-- Problem statement --
Copy word for word the lines of the records that begin with the line containing "for the gravel" and run through the line containing "[0,79,125,139]", including both of those lines.
>> begin Material for this task
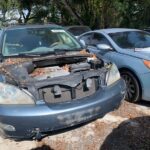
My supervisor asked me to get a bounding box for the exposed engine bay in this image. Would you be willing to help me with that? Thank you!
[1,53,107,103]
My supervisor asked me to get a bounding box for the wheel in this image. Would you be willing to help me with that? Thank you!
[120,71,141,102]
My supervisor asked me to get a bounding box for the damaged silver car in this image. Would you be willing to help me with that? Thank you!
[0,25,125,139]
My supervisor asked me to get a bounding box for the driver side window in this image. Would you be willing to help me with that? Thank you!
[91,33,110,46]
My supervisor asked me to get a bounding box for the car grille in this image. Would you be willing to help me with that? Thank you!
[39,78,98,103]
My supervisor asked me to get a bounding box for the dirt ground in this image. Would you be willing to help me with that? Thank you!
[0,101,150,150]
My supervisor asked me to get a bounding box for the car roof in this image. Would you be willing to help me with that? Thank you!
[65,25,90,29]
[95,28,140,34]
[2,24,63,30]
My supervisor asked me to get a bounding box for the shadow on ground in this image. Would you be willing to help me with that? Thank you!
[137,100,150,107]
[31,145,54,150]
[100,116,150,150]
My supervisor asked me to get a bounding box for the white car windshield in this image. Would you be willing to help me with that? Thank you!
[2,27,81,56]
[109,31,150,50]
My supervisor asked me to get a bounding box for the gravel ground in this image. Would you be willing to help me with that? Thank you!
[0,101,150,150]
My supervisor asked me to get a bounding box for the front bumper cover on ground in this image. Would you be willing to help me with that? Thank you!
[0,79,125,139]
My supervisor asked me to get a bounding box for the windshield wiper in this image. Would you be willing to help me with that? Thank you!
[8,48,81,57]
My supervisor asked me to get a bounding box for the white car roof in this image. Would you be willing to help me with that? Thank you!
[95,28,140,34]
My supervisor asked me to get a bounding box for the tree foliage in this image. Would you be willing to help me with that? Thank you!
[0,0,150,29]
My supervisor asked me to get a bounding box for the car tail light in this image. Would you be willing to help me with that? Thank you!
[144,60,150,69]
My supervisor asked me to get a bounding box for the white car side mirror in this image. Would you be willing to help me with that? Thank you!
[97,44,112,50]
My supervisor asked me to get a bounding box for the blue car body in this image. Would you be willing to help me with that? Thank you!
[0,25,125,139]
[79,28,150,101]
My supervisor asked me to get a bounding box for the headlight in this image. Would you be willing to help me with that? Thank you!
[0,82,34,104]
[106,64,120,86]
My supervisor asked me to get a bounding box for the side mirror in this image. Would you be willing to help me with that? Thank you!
>> end Material for this task
-- Written reply --
My supervisor asked me to get a bounding box for the gravel ground in this image. Would you be willing to help me with that? Thank you!
[0,101,150,150]
My supervisor asked me to get a bounding box for the front bumper cover on ground in this image. Would you be willing to help me with that? Thank you!
[0,79,125,139]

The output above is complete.